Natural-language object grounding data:
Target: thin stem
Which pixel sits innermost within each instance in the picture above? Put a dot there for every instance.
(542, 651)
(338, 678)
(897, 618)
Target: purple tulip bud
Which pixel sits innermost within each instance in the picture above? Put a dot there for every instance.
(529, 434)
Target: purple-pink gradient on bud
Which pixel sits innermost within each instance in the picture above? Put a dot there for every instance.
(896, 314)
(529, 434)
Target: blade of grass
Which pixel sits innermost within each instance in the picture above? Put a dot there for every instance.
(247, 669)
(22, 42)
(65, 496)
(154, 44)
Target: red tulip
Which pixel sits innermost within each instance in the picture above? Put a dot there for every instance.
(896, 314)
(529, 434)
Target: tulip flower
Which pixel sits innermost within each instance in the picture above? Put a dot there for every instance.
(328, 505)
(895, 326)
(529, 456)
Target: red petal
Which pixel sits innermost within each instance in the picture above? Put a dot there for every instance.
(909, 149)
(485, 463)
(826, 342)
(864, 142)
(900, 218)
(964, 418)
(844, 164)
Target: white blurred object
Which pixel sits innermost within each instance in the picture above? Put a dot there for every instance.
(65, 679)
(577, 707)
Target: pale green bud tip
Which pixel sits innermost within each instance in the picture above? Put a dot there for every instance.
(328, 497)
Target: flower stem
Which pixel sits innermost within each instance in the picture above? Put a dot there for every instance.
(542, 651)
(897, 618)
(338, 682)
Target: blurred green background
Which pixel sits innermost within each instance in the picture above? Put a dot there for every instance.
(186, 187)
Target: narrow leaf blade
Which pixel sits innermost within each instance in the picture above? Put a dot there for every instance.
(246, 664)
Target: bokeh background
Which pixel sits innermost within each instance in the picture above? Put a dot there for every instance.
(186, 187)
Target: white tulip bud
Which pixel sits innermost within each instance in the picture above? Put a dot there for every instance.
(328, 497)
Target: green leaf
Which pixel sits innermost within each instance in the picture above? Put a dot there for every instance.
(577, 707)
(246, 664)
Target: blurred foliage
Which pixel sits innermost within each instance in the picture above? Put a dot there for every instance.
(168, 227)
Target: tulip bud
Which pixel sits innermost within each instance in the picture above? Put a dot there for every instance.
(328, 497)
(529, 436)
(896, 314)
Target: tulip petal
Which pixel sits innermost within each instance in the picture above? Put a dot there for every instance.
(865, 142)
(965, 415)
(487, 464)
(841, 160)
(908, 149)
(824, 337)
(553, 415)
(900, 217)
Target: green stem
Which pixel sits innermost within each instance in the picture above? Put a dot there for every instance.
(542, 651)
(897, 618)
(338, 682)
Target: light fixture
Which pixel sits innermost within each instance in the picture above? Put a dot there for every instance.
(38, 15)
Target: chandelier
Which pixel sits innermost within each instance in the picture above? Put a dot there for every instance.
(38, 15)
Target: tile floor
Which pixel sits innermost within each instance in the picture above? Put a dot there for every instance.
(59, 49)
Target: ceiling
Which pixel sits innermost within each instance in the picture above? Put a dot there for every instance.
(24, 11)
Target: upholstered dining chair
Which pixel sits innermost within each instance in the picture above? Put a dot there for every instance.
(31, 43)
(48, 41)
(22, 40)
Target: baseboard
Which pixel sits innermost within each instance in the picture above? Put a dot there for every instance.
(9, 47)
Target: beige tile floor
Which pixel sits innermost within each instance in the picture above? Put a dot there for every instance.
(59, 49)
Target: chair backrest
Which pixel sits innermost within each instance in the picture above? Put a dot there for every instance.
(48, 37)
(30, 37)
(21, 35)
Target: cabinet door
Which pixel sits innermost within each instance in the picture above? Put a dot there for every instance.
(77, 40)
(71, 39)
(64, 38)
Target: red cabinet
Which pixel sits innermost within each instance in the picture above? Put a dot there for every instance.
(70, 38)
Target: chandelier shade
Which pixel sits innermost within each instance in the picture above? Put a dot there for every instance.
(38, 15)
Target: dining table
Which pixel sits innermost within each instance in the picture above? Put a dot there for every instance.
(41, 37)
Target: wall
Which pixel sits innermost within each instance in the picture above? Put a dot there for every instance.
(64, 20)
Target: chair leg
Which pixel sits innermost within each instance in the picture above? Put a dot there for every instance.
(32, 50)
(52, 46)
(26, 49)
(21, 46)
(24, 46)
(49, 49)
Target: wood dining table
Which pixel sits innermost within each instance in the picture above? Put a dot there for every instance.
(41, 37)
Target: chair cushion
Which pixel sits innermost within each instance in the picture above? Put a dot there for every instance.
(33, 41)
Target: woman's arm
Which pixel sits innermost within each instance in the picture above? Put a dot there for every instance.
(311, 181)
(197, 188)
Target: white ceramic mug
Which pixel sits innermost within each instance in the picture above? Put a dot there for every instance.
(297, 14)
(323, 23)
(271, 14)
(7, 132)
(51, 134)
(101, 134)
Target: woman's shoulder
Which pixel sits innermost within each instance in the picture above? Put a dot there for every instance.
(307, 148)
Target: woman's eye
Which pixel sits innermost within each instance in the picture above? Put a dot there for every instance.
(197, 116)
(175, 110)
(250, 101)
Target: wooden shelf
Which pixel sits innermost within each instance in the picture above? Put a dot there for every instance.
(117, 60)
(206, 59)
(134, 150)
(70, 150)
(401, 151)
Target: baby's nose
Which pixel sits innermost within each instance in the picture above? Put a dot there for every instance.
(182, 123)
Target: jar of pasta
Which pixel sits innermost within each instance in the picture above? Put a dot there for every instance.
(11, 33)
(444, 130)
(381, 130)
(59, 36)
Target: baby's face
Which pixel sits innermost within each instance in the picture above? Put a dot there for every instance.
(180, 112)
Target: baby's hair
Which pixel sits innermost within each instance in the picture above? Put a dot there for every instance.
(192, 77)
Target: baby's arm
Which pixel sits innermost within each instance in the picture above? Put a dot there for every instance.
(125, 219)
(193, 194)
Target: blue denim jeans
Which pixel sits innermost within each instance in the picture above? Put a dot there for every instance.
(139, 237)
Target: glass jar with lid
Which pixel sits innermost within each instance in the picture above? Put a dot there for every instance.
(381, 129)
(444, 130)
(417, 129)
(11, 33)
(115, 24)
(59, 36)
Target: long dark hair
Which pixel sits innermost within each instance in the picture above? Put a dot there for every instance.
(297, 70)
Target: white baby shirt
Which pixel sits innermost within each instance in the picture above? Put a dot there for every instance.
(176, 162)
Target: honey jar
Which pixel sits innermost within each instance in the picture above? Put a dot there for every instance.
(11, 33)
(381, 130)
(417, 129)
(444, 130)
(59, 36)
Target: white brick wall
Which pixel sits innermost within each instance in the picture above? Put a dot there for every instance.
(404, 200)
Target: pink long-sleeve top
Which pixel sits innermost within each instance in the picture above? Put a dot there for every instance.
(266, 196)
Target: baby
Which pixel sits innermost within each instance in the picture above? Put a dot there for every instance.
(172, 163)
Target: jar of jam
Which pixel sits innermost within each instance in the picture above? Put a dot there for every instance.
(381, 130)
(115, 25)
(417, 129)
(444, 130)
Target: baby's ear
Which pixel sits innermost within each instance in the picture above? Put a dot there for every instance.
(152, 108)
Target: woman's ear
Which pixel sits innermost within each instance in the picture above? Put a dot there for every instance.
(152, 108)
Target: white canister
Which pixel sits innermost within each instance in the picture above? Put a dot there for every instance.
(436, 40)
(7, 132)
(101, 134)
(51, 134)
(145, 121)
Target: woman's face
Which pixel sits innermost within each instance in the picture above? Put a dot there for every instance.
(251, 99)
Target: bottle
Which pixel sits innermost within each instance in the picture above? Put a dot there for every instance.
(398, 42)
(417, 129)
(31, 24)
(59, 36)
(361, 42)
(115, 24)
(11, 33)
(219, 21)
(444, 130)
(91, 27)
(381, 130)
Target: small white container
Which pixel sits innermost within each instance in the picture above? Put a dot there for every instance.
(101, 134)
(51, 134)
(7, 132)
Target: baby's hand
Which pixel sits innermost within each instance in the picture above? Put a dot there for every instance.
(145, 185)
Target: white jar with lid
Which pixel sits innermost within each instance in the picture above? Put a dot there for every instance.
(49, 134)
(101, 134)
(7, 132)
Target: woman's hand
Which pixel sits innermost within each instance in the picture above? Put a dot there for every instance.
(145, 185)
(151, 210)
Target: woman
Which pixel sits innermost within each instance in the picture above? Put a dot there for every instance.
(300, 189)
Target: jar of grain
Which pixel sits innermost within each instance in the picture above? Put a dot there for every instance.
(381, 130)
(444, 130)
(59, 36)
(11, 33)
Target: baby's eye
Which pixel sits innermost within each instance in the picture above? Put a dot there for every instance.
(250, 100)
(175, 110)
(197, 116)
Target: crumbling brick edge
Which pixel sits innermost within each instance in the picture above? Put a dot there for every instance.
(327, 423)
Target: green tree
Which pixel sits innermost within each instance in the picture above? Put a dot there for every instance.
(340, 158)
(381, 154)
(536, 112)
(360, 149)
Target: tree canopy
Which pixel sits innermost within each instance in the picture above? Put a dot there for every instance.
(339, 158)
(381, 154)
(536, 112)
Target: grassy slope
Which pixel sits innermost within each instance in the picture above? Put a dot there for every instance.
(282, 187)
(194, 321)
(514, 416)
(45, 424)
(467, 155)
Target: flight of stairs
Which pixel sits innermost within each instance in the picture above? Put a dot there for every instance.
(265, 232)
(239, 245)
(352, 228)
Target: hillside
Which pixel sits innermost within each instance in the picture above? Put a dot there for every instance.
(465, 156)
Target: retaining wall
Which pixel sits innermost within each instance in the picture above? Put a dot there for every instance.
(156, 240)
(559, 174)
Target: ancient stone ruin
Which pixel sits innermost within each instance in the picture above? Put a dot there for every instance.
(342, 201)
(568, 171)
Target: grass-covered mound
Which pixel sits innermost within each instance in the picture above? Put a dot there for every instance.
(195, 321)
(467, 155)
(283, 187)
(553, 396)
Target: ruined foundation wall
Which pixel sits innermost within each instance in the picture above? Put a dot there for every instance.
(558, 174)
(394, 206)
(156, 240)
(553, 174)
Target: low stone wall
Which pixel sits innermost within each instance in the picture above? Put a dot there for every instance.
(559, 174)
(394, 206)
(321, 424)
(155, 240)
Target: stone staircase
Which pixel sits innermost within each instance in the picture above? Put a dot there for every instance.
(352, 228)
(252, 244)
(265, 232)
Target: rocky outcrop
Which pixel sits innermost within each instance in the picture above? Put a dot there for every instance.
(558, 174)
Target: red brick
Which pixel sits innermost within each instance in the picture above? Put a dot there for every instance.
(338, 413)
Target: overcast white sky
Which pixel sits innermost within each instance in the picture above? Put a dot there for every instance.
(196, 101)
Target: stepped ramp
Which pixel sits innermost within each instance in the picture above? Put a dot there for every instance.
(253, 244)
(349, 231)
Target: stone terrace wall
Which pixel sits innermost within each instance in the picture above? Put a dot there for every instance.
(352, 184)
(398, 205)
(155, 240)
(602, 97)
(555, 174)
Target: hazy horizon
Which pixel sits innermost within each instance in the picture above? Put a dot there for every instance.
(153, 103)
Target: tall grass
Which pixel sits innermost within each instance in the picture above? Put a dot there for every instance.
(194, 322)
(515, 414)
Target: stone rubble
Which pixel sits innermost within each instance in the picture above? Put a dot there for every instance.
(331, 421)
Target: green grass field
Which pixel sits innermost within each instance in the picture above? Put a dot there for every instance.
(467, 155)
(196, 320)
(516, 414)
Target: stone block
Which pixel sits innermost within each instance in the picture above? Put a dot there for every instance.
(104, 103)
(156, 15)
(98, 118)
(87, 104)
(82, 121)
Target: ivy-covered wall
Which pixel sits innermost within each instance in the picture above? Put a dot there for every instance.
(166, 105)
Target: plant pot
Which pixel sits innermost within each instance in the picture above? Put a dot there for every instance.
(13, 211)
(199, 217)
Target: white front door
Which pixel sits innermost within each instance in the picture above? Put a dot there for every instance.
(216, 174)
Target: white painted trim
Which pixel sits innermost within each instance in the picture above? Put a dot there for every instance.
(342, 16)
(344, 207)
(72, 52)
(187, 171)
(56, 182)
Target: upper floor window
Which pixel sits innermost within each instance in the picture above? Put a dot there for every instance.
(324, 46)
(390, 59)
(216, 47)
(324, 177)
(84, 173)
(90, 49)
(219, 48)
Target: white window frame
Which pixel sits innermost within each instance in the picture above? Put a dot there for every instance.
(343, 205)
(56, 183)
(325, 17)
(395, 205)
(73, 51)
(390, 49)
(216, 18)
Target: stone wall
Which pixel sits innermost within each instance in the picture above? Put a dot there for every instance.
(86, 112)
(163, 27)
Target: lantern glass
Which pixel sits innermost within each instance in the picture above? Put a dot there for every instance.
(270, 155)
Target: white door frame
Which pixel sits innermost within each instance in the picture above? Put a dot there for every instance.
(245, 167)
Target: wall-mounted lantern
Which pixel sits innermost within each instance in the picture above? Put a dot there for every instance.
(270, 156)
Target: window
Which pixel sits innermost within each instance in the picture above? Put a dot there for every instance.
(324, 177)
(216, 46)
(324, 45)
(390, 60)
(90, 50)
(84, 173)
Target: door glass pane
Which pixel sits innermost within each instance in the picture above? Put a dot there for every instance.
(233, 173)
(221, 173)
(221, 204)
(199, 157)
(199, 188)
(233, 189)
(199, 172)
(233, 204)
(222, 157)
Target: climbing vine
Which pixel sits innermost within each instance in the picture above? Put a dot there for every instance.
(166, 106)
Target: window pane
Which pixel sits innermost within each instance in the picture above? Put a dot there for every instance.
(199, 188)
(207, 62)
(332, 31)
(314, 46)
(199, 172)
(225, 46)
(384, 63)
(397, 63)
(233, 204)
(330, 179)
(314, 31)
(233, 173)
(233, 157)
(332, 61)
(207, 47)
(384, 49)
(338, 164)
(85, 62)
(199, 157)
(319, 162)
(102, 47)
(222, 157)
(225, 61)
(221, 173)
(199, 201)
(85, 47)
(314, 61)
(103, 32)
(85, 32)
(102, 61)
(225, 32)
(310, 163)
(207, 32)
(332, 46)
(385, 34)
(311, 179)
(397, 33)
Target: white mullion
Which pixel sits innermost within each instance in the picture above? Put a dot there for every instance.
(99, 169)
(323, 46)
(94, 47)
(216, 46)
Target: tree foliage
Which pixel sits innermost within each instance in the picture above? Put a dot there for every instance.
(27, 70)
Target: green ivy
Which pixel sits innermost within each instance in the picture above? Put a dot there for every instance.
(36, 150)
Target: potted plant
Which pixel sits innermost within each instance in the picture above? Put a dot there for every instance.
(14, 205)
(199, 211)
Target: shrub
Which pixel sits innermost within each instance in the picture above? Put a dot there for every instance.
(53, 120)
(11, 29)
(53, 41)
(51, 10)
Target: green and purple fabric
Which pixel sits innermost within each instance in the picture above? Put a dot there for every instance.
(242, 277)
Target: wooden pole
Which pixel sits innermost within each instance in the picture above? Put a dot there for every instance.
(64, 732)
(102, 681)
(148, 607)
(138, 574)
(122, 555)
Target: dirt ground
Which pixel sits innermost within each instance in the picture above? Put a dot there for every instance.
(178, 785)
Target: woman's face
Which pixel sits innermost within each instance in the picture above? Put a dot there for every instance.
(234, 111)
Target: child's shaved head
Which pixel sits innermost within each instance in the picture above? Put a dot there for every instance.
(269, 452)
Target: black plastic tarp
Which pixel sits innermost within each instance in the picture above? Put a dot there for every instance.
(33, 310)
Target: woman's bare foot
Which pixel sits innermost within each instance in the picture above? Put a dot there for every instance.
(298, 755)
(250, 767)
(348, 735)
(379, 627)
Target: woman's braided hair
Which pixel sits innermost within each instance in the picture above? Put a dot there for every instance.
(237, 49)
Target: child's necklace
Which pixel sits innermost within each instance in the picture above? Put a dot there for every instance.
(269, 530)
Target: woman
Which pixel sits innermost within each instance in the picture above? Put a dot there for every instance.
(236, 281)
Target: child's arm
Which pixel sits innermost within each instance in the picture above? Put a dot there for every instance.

EXERCISE BRIEF: Which lines above contain the word "blurred"? Copy each one.

WORKED SOLUTION:
Target: white blurred object
Target: blurred green background
Target: blurred foliage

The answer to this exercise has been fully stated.